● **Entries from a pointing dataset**
◇ ◇ ◇

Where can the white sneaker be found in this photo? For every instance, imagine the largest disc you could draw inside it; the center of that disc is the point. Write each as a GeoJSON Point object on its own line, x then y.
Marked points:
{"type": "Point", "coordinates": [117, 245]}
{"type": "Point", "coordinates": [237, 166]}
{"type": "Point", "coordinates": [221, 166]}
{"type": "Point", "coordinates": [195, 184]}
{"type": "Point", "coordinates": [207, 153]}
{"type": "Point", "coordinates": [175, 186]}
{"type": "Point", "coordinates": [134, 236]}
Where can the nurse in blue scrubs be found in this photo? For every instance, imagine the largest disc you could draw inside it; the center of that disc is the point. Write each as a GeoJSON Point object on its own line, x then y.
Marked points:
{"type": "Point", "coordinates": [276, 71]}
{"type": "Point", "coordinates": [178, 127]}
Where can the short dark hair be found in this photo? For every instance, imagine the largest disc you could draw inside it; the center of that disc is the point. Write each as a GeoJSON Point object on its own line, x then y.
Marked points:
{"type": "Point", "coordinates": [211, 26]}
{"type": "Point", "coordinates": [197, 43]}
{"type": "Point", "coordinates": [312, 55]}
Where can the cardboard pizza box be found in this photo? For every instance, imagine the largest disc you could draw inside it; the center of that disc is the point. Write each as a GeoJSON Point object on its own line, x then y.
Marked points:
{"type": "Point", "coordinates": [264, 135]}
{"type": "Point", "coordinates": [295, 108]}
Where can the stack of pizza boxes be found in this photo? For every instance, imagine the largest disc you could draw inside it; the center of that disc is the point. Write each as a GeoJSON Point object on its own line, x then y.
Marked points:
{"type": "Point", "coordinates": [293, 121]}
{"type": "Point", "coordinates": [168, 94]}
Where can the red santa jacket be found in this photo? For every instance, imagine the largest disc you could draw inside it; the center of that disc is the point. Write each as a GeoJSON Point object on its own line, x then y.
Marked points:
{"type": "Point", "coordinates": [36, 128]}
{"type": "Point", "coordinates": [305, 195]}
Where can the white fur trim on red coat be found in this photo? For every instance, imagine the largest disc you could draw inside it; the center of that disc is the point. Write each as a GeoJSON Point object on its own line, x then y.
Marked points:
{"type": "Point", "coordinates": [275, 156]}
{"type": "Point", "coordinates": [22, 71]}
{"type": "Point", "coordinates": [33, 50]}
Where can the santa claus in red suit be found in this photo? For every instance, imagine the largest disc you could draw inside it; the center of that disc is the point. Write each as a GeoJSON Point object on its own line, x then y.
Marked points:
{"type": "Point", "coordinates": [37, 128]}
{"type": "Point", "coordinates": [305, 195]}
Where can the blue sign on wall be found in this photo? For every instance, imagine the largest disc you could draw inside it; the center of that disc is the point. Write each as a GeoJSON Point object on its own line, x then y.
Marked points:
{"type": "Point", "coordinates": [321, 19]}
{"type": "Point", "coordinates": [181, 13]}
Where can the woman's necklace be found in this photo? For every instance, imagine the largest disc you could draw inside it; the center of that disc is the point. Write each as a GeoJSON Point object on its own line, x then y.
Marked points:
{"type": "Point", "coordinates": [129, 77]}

◇ ◇ ◇

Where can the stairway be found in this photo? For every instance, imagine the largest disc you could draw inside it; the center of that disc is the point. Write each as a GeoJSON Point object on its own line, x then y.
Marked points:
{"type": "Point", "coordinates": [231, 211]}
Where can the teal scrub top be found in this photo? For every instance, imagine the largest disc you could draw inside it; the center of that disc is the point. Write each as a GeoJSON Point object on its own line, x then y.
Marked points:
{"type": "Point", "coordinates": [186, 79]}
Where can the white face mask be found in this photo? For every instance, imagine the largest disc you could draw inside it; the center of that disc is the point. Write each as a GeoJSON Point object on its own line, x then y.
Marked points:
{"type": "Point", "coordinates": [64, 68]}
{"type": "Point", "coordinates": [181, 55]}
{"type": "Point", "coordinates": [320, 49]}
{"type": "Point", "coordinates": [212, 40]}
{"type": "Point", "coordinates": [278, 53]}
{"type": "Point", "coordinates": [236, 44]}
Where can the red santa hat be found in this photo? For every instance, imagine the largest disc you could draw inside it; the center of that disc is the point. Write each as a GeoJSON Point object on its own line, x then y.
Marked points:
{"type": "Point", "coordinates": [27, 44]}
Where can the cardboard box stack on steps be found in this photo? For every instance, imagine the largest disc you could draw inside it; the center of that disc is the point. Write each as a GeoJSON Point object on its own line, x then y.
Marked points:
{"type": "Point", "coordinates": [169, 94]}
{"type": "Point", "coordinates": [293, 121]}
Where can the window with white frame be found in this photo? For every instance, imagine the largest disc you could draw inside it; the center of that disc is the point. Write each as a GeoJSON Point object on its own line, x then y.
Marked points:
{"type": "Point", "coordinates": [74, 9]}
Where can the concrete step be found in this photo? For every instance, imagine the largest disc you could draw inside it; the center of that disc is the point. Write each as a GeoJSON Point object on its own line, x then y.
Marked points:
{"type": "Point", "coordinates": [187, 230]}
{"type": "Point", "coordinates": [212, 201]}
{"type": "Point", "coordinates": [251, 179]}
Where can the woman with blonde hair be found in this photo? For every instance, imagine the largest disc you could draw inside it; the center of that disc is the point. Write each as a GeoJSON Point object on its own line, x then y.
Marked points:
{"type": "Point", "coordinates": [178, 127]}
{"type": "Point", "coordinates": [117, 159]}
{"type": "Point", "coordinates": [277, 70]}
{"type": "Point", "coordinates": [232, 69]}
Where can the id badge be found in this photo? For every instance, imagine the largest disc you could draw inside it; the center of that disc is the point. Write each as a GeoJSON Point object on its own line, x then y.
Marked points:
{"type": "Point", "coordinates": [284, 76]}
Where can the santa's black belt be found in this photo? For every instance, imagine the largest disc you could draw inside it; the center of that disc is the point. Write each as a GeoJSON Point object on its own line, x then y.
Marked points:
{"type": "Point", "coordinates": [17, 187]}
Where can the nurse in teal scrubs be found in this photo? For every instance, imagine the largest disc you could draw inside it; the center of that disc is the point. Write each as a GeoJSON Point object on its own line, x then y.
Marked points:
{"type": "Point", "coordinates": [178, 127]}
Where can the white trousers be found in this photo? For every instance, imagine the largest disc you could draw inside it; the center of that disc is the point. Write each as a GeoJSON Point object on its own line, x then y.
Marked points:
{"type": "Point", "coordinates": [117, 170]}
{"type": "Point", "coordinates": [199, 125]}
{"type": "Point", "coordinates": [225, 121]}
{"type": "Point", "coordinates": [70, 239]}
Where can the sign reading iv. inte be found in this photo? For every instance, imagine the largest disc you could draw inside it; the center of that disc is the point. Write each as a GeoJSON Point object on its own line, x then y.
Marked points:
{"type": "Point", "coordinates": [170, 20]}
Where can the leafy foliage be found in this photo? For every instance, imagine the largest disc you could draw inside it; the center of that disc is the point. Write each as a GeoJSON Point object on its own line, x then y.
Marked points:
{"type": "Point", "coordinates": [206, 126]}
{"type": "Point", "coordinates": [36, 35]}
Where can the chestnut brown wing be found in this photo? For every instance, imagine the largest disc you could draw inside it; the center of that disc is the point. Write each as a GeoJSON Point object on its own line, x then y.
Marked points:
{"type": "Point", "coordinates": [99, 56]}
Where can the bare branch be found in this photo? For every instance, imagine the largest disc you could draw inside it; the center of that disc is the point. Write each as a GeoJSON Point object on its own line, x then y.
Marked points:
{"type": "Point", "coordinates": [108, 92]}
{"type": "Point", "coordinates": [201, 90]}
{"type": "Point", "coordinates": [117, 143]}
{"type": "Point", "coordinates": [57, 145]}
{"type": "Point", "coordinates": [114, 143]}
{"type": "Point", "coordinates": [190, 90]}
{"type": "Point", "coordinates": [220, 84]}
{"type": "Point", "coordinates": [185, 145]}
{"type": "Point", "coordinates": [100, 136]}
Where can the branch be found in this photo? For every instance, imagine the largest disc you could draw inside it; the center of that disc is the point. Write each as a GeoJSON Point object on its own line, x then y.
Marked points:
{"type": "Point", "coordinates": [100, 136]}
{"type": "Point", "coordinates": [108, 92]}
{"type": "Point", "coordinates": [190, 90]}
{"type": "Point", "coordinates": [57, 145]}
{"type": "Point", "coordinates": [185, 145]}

◇ ◇ ◇

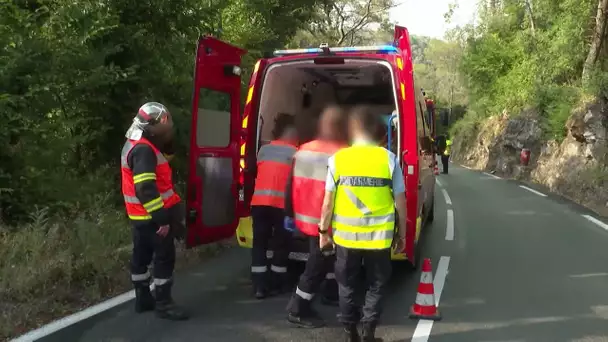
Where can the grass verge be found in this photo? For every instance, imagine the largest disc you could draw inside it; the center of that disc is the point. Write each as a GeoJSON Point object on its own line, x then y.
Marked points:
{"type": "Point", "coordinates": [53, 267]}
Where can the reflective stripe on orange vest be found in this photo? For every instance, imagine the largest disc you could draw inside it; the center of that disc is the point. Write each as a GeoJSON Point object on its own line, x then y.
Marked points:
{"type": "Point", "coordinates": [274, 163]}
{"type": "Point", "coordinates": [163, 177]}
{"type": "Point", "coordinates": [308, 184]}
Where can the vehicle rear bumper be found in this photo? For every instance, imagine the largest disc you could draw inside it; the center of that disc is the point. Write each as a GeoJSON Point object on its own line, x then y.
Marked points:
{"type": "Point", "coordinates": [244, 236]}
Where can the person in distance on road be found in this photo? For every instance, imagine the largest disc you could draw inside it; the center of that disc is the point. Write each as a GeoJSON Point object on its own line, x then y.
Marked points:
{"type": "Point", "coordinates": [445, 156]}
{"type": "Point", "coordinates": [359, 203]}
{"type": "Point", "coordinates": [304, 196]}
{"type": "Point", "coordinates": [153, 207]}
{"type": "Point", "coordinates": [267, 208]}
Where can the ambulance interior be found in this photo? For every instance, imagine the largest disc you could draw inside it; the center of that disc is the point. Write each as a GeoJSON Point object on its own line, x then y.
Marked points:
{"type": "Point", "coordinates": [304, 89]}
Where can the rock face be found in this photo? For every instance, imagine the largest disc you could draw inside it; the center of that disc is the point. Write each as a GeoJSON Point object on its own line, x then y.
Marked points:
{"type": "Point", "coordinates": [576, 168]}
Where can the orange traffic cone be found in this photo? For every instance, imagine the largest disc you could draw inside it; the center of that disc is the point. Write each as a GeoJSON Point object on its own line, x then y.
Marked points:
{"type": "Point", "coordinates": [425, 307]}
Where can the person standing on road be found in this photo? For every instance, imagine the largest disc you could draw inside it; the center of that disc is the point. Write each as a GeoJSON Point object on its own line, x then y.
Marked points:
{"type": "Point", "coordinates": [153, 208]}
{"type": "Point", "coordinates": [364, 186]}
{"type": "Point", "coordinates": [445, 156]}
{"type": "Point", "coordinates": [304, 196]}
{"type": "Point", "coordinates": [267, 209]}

◇ ◇ ◇

● **Exercise directions**
Select every line of the rows that contains the word "stack", and copy those lines.

● **Answer for this exercise**
Where can the stack of pizza boxes be found in this photo? For every instance, imagine the largest disc you could draw inside it; the center of that disc is the point. Write each as a GeoJSON Point object on its own line, x then y.
Where can the cardboard box stack on steps be found in this photo? For every instance, imagine the largest disc you could draw inside it; the center of that disc is the point. Write each as a GeoJSON Point object on its own line, x then y.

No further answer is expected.